A expectativa é mais do que a esperança, porque beneficia de uma protecção legal traduzida em providências tendentes a defender o interesse do titular e a assegurar-lhe quanto possível a aquisição futura do direito, e menos do que o direito, porque este ainda não existe, é o seu germe, ou seu prenúncio ou guarda avançada, como que o direito em estado embrionário.
A expectativa representa uma situação jurídica imperfeita, germe de futura situação jurídica perfeita. Enquanto o direito está a formar-se a posição do interessado é esta, vista no seu conjunto. Mas a expectativa é acompanhada ou seguida de direitos menores, instrumentais, que precisamente permitem ao interessado agir concretamente neste ou naquele sentido em defesa do seu interesse. Não há um direito global, há direitos parcelares orientados em várias direcções e que são as vias de realização prática da tutela legal que eleva a esperança a expectativa como realidade jurídica.

Prescreve o nº 1 do artº 860º-A: que “À penhora de direitos ou expectativas de aquisição de bens determinados pelo executado aplica-se, com as adaptações necessárias, o preceituado nos artigos antecedentes acerca da penhora de créditos”.

== Conteúdo dos dados ==
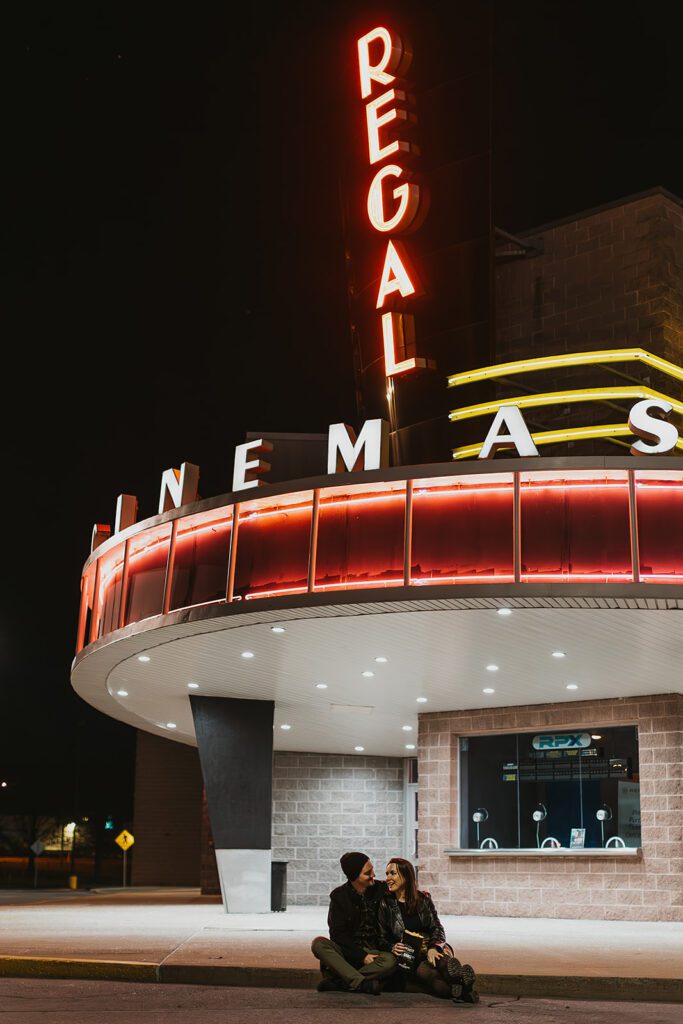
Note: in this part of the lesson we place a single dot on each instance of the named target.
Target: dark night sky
(173, 268)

== Tarefas ==
1. Copie do texto sobre a expectativa jurídica o trecho que começa nas palavras "A expectativa representa" e termina depois de "como realidade jurídica.".
2. Segundo o texto sobre a expectativa jurídica, que tipo de situação jurídica representa a expectativa?
Os dados provêm de outra fonte.

== Soluções dos exercícios ==
1.
A expectativa representa uma situação jurídica imperfeita, germe de futura situação jurídica perfeita. Enquanto o direito está a formar-se a posição do interessado é esta, vista no seu conjunto. Mas a expectativa é acompanhada ou seguida de direitos menores, instrumentais, que precisamente permitem ao interessado agir concretamente neste ou naquele sentido em defesa do seu interesse. Não há um direito global, há direitos parcelares orientados em várias direcções e que são as vias de realização prática da tutela legal que eleva a esperança a expectativa como realidade jurídica.

2. Uma situação jurídica imperfeita, germe de futura situação jurídica perfeita.